Top of TEXT SEGMENT
Oh, I cranked on the old thing so much till my arms were black and blue.

Have there ever been any epidemics, like smallpox?

Yes, I've been through two bad epidemics of smallpox. I've bathed people and changed their bedding when their own folks were afraid to touch them. But I always kept vaccinated and I never had it. And, of course, we used to have epidemics of scarlet fever. It's been about wiped out. I think I've disinfected every school house in the country and some of the homes. We don't pay too much attention to chicken pox and measles. And the flu hits us to some extent most every winter. We had quite a little of it this winter and a number of deaths among the elderly people.

When you first started practicing medicine did a lot of the people around here have their own home remedies and cures?

We're right in the edge of the Ozarks, you know. Oh, back in the depression when money was scarce, I just learned to use a lot of them.

Can you tell us about a few of them?

Well, children used to always go barefoot in the summer and boys especially would develop what we called stone bruises. Ever hear of stone bruises? Big abscesses would form from them. Green mullein leaves make one of the finest poultices you can use on a stone bruise. Just cut the green leaves, wash first to get the dust and dirt off and mash them into a pulp. Put them right on.

Would you use those yourself when you treated people?

Yes, I sometimes had to show people how to do it the first time...and bread and milk poultice.

What would you use that for?

Anything that you'd want to poultice. A boil or a bruise to take the soreness out...and fat meat.

Is that where they put a steak over your eye? Is that the same thing?

No, you put raw beef steak over an eye when it gets bruised. The fat meat was used as a poultice to draw. You get a little infection started and that will draw all of the pus and the poison out and start it to bleeding good blood. Then the good blood heals it. The white of an egg was used for the same thing. It's been so long since I've heard these I've almost forgot what we did use.
Bottom of TEXT SEGMENT
WHAT NEEDS TO BE DONE: Write out, word for word, the part of the interview that begins with the words containing "When you first" and ends with "lot of them.".
Top of DATA EXTRACTS
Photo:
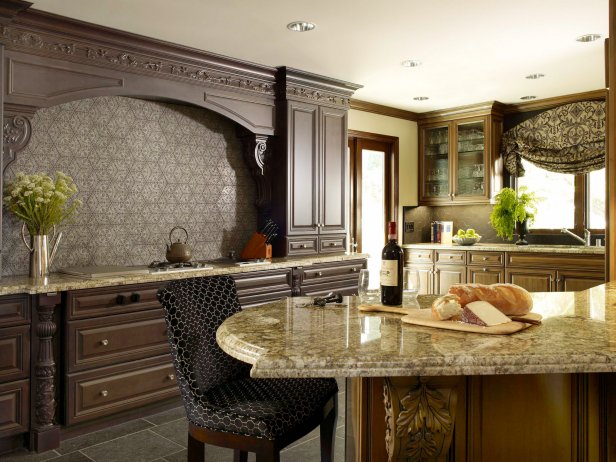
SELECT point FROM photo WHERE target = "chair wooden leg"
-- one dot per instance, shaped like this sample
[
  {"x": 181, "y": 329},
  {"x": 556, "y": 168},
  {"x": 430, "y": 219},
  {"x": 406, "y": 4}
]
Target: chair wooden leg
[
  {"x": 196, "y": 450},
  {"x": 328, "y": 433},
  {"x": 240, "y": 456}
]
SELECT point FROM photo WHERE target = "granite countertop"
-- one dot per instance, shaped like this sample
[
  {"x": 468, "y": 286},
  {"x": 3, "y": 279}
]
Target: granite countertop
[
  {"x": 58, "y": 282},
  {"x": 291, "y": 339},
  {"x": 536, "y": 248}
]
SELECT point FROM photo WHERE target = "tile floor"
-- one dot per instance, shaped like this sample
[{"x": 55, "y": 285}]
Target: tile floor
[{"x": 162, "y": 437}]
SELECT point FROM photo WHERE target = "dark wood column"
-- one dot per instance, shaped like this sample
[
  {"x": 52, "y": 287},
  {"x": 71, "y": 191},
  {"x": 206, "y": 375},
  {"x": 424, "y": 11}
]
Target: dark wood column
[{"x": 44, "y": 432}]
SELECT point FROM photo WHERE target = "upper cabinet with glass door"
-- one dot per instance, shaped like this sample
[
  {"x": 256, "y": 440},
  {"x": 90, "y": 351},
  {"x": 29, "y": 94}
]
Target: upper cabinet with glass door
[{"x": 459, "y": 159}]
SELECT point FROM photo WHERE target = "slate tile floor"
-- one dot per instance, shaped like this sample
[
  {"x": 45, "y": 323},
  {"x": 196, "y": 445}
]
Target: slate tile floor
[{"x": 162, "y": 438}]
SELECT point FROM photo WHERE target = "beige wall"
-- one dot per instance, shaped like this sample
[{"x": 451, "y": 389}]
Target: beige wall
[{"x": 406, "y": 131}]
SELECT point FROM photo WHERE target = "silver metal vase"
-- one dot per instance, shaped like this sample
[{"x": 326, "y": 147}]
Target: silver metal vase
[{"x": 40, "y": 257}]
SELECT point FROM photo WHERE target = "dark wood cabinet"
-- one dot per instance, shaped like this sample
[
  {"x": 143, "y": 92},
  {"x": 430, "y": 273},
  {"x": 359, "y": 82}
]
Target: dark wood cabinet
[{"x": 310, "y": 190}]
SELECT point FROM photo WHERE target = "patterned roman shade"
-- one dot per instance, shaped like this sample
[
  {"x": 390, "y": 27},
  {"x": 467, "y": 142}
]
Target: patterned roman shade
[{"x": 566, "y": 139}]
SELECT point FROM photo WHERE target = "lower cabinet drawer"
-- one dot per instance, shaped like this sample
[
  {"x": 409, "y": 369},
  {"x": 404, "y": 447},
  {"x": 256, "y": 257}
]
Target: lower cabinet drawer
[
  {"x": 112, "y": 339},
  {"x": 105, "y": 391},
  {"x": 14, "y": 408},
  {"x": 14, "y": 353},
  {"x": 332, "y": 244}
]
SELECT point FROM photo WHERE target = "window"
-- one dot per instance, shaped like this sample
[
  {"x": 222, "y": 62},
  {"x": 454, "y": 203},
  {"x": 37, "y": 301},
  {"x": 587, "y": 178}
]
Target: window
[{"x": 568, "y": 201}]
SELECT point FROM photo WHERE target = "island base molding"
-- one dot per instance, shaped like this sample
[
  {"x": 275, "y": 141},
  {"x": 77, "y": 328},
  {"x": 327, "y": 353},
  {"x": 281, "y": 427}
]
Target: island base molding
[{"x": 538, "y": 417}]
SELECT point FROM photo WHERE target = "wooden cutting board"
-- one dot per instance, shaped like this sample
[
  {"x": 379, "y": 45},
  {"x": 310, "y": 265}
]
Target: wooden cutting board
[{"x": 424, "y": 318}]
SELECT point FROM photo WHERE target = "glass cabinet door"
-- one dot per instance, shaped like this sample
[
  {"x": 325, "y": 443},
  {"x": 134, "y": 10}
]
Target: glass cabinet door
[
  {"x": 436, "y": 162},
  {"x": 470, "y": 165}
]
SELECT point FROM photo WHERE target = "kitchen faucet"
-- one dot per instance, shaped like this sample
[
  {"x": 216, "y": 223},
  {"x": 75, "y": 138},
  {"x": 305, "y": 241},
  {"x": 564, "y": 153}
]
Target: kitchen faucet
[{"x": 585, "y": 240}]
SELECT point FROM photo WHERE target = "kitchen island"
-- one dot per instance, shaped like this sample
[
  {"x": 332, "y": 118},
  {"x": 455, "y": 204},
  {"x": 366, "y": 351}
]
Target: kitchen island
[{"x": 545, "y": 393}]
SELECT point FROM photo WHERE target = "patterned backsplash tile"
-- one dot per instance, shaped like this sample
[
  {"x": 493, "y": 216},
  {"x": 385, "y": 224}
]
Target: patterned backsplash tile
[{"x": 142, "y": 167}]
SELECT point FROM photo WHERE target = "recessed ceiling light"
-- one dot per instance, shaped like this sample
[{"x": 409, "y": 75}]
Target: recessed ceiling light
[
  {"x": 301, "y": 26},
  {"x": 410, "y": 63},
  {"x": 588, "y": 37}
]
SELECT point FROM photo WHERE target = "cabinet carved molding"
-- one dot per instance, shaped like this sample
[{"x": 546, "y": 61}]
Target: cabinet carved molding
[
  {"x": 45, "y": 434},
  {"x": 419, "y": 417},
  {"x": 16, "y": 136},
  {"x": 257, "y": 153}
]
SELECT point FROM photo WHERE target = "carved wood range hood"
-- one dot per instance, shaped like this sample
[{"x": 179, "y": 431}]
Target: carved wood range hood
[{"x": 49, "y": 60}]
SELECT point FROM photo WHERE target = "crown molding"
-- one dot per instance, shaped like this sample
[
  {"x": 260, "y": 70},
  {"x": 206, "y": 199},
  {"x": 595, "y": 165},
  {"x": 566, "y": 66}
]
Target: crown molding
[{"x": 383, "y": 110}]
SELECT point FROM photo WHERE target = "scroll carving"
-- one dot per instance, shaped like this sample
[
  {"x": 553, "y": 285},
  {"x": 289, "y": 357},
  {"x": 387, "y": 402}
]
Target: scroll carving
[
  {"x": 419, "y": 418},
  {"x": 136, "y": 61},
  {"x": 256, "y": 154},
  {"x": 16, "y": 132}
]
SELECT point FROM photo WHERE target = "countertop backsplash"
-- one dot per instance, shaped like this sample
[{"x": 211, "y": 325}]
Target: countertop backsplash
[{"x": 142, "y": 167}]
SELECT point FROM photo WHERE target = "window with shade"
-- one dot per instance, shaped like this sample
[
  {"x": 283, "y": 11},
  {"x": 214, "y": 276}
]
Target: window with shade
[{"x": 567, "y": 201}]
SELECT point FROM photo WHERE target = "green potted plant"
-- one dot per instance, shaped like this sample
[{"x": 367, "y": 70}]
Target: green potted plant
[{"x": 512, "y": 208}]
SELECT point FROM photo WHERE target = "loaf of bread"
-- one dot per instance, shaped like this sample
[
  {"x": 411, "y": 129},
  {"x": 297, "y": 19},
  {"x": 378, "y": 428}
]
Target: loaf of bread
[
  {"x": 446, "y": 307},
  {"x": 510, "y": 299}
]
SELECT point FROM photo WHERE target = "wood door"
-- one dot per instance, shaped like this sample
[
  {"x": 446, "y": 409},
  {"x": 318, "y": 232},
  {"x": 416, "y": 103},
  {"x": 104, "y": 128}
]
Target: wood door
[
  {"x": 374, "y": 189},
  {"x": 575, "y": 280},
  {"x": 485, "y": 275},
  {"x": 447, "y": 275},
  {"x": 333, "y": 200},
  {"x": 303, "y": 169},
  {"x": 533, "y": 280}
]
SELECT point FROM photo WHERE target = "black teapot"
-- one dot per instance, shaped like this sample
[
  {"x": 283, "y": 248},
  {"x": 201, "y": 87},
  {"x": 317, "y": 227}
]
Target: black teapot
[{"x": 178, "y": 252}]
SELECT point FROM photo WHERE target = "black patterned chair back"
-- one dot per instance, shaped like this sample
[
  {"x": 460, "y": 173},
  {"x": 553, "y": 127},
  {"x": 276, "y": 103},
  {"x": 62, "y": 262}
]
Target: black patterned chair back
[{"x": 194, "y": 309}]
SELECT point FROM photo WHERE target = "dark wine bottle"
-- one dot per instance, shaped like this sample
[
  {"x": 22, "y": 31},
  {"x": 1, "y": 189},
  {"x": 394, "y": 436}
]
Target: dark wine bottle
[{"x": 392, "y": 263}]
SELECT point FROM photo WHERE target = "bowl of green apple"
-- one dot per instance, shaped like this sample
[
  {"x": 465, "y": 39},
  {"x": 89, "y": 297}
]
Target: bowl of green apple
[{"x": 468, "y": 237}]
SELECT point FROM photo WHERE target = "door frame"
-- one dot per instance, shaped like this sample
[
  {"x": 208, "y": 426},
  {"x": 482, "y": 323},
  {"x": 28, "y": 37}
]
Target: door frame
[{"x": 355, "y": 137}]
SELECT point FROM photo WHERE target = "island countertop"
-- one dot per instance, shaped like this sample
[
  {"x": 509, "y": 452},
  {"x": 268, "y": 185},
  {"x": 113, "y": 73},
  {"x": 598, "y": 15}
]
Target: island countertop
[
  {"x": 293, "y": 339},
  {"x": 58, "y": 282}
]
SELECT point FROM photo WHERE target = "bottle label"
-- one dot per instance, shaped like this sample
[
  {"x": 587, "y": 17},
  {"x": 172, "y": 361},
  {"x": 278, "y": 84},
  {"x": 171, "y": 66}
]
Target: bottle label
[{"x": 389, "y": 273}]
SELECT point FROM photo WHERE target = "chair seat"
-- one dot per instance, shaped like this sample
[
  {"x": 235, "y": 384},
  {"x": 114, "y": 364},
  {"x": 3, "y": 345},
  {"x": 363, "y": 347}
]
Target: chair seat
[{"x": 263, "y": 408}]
Bottom of DATA EXTRACTS
TASK SOLUTION:
When you first started practicing medicine did a lot of the people around here have their own home remedies and cures?

We're right in the edge of the Ozarks, you know. Oh, back in the depression when money was scarce, I just learned to use a lot of them.